Job item => Put the lines from the start of the records through the line containing "positive clicks: (391, 180) (225, 286)", both ends included, into a numbered list, leaving out any blank lines.

Records to use =>
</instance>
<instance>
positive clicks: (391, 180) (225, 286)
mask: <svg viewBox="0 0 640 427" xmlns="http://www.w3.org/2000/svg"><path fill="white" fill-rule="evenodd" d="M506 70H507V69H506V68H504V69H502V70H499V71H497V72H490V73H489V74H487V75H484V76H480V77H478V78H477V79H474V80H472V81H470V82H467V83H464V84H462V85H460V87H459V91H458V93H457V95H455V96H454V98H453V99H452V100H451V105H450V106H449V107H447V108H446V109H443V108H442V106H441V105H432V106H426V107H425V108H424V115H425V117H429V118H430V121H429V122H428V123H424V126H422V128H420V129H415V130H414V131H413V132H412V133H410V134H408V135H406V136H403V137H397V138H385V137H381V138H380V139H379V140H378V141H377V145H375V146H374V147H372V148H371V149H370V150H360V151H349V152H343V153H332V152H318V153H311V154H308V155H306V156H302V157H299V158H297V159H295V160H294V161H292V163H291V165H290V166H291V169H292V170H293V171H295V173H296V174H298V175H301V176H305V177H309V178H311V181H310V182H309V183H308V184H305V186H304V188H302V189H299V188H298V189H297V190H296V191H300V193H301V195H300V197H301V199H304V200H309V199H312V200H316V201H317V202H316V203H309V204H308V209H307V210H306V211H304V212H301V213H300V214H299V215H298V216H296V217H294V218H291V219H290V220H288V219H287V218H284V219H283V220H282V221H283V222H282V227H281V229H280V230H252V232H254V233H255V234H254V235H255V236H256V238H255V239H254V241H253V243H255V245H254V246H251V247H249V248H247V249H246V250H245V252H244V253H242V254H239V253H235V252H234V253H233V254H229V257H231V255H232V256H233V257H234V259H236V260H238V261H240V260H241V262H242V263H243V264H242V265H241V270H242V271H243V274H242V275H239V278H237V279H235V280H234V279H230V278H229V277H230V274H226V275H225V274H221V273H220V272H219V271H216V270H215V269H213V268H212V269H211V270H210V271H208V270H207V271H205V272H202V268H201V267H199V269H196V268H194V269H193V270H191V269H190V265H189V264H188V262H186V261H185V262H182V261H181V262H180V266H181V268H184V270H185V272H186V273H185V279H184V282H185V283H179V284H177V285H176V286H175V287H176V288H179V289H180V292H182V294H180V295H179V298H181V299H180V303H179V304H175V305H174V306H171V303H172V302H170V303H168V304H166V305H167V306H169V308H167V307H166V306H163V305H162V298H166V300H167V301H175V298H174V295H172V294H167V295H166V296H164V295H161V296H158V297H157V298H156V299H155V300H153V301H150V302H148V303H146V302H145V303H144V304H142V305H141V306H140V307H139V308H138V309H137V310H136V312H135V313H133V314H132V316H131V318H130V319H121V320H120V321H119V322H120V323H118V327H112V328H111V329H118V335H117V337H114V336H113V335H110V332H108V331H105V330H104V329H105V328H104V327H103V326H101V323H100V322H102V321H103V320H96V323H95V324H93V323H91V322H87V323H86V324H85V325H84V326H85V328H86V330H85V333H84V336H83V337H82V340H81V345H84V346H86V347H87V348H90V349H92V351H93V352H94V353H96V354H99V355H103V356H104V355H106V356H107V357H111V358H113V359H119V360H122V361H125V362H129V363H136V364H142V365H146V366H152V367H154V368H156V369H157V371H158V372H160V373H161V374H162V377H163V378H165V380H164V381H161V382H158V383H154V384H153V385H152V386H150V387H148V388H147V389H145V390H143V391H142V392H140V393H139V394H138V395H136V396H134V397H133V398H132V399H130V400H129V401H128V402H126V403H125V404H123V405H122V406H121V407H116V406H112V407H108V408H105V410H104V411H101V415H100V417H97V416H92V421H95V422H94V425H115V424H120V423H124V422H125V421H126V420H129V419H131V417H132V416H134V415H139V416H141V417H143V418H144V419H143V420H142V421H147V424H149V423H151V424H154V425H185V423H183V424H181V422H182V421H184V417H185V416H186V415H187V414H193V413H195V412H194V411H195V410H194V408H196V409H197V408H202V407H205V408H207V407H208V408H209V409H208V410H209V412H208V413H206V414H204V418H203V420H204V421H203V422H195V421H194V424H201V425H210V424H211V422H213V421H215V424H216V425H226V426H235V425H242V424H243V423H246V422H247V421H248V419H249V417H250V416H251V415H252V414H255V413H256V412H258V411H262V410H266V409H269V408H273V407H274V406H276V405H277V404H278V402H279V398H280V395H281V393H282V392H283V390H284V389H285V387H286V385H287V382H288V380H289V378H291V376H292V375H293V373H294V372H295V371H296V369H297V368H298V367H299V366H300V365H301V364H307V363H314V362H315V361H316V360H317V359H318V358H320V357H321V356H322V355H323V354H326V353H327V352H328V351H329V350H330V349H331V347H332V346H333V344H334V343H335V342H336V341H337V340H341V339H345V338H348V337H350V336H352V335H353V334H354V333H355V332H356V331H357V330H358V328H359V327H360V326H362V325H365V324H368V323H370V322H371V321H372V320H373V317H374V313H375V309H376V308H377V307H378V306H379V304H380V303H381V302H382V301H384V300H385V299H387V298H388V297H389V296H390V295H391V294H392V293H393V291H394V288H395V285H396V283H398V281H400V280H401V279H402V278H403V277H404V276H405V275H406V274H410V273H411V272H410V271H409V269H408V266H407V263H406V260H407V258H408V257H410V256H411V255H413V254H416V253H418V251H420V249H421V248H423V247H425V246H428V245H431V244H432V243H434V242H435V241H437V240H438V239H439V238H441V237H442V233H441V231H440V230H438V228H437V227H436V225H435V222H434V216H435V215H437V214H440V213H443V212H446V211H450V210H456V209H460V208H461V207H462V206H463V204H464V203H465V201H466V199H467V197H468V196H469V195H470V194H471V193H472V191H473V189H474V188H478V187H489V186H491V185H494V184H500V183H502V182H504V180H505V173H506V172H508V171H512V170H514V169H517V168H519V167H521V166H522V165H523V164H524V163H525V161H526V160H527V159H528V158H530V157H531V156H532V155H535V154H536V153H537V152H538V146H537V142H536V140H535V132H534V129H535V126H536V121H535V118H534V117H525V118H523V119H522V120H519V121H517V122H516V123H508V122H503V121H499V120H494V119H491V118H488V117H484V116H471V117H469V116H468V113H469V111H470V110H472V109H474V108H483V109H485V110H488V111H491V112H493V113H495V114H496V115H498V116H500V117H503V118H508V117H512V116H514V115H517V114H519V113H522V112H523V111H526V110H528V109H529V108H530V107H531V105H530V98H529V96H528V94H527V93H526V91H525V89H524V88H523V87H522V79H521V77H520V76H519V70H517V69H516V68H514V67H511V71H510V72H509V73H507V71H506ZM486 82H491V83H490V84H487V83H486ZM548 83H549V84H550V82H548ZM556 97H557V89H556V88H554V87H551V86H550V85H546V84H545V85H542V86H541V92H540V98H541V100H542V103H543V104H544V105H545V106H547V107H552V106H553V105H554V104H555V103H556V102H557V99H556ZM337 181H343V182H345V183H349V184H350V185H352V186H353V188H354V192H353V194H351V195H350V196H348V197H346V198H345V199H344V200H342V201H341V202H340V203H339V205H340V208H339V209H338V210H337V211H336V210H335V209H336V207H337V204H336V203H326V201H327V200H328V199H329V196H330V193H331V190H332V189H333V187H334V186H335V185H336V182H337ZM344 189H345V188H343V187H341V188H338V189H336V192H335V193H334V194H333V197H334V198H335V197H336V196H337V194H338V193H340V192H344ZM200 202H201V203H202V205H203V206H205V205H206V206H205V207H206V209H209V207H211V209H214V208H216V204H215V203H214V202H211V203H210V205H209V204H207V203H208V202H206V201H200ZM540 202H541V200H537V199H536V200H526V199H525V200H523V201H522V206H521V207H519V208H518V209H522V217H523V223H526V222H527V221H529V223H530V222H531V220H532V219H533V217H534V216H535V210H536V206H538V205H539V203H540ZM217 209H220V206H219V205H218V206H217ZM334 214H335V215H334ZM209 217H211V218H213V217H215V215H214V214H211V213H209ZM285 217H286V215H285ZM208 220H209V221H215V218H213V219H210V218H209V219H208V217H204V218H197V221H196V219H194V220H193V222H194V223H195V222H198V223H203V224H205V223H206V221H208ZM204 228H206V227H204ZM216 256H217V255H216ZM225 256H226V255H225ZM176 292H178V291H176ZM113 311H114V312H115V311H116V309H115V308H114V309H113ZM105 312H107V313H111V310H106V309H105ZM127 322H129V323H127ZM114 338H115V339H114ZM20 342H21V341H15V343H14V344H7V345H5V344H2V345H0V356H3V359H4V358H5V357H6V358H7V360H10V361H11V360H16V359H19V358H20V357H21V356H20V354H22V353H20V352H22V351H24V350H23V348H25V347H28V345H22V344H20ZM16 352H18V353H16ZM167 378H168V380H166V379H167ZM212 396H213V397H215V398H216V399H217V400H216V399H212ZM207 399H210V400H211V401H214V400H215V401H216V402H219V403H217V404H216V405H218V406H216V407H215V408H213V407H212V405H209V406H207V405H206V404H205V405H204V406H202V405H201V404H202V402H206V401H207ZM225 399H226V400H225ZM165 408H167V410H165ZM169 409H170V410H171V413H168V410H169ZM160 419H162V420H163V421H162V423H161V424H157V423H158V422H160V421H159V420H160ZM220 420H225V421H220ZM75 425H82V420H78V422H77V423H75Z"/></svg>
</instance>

Task response =>
1. </instance>
2. <instance>
3. positive clicks: (391, 180) (225, 286)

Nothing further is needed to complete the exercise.